:: OBJECTIVE A ::
In the passage on British farm policy, what were the Light Brigade ordered to attempt?

:: SELECTED EXCERPT ::
“Cannon to right of them, Cannon to left of them, Cannon in front of them, Volleyed and thundered. Stormed at with shot and shell, Boldly they rode and well, Into the jaws of Death, Into the mouth of hell…Someone had blundered.”
Tennyson’s Charge of the Light Brigade is a cipher for many things: valour, vainglory, the pity of war. But at its heart is a cautionary tale about the consequences when leadership fails. The Light Brigade were ordered to attempt the impossible – a frontal assault on emplaced artillery; flesh against steel: the result was never in doubt.
When it comes to agricultural and trade policy, the authorities have again blundered, sending British farmers racing into a valley of commercial death. To the right of us, the increasing standards (and costs) represented by the Agriculture Bill.
To the left, declining support from the public purse as the Basic Payments Scheme is withdrawn. And to the front, a full battery of pungently chlorinated, GM-stuffed, antibiotic-guzzling, low-cost, low-welfare, climate-destroying American chickens.
Brexit, of course, has brought us to this point. But this is not how Brexit had to be. Many Britons (many farmers included) voted “leave” on the promise of building something better; of reimagining British exceptionalism; of “taking back control”.

:: EXERCISE MATERIAL ::
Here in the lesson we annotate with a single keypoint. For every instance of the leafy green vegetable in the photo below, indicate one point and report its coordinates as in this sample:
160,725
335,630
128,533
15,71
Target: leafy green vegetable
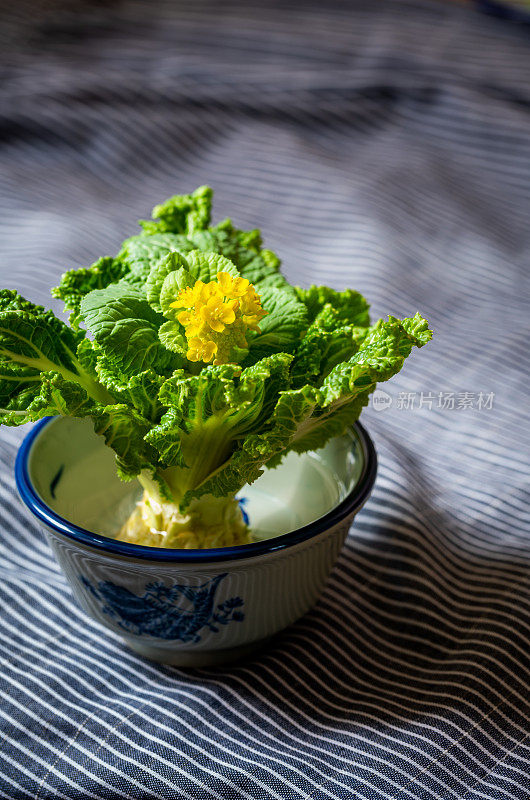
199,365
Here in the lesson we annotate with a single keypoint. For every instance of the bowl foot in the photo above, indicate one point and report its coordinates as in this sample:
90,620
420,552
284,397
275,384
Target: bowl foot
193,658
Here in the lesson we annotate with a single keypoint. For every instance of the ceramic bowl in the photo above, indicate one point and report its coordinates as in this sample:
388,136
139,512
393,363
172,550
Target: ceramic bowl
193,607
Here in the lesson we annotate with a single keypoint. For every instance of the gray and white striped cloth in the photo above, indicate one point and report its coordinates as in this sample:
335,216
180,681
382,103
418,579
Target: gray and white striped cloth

:: OBJECTIVE B ::
Put every line of the rows above into a JSON list of strings, one string per line. Omit blank lines and the pictures.

:: RIGHT ANSWER A ::
A frontal assault on emplaced artillery.

:: RIGHT ANSWER B ::
[
  "Here in the lesson we annotate with a single keypoint. For every instance of the leafy green vegetable in the photo below, indicate one point and report its coordinates as in this sample:",
  "160,725",
  "335,630",
  "128,533",
  "15,71",
  "Target: leafy green vegetable",
  "199,365",
  "Here in the lesson we annotate with a single keypoint. For every instance of the bowl foot in the photo above, indicate one point and report its coordinates as in this sample:",
  "90,620",
  "420,552",
  "284,397",
  "275,384",
  "Target: bowl foot",
  "193,658",
  "Here in the lesson we annotate with a single keypoint. For every instance of the ceramic bowl in the photo above, indicate one point and report its coordinates as in this sample:",
  "388,136",
  "139,512",
  "393,363",
  "172,550",
  "Target: ceramic bowl",
  "193,607",
  "Here in the lesson we annotate with a single keypoint. For every instance of the gray and white striped cloth in the photo above, indicate one point and report its coordinates as in this sample:",
  "335,216",
  "180,681",
  "382,103",
  "418,579",
  "Target: gray and white striped cloth"
]